*** Opening Entries shown ***
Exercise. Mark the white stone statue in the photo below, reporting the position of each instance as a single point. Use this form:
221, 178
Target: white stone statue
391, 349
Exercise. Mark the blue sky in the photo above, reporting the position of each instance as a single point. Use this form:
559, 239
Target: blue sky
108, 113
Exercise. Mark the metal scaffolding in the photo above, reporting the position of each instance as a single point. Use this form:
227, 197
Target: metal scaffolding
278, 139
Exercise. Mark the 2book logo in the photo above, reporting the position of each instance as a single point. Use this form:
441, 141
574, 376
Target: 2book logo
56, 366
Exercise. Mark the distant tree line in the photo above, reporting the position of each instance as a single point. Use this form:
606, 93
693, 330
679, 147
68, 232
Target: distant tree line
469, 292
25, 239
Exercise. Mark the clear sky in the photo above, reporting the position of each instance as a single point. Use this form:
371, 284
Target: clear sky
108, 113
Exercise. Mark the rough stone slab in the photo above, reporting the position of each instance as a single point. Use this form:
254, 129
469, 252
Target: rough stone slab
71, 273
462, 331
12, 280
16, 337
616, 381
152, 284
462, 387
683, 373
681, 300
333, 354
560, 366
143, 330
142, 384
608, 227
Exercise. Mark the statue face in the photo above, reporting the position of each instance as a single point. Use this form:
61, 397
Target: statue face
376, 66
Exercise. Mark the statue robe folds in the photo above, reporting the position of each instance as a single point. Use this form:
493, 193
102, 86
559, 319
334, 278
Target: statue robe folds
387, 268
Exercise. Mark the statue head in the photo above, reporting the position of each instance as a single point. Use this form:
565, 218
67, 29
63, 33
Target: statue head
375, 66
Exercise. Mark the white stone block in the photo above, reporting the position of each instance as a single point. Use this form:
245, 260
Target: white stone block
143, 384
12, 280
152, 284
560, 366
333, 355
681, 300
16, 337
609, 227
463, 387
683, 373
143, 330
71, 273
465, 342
*** Closing Entries shown ***
** Work required **
Each line of the material should be echoed exactly.

** Reply to the exercise **
Exercise. Mark the white stone statue in the photo below, reporting the position of each instance as a single point. Use this form:
221, 178
Target: white stone statue
391, 349
Exercise. Mark the blue sky in the photo above, reporting the position of each instance as a single point. Use this form:
559, 239
Target: blue sky
108, 113
Exercise. Mark the metal scaffolding in the photo above, reporting the position of each instance as a single point. Use this form:
227, 197
Target: metal scaffolding
278, 139
Exercise. Mark the 2book logo in the photo above, reporting the position of each instance as a single point. Use this form:
441, 141
574, 376
Target: 2book logo
56, 366
Exercise. Mark the distant tree line in the photo above, reporting the position of each instance as a single point. Use this form:
606, 93
693, 330
679, 147
68, 232
Target: distant tree line
469, 292
25, 239
Exercise. Mark the clear sky in the photo above, reporting the position of each instance as a single point. Use this form:
371, 284
Target: clear sky
108, 113
Exercise. Mark the rough stone slab in the photo above, reporting the position of each instance as a single point. Use this form:
254, 129
469, 252
Target: rough stone slab
71, 273
462, 331
12, 280
16, 337
616, 381
152, 284
462, 387
683, 373
681, 300
333, 354
560, 366
143, 330
142, 384
608, 227
Exercise. Mark the statue face in the photo above, reporting the position of each instance as a single point. Use this form:
61, 397
Target: statue face
376, 66
Exercise. Mark the statue robe folds in the photo above, reporting the position of each instance as a single point. Use this form:
493, 193
102, 86
559, 319
334, 278
Target: statue robe folds
387, 268
Exercise. Mark the statue head in the photo above, reporting the position of each instance as a single point. Use this form:
565, 218
67, 29
63, 33
Target: statue head
375, 66
Exercise. Mark the white stone block in the photo above, reporting the position of each instance as a single point. Use this form:
245, 260
Target: white stone block
143, 384
12, 280
152, 284
560, 366
333, 355
681, 300
16, 337
609, 227
463, 387
683, 373
143, 330
71, 273
465, 342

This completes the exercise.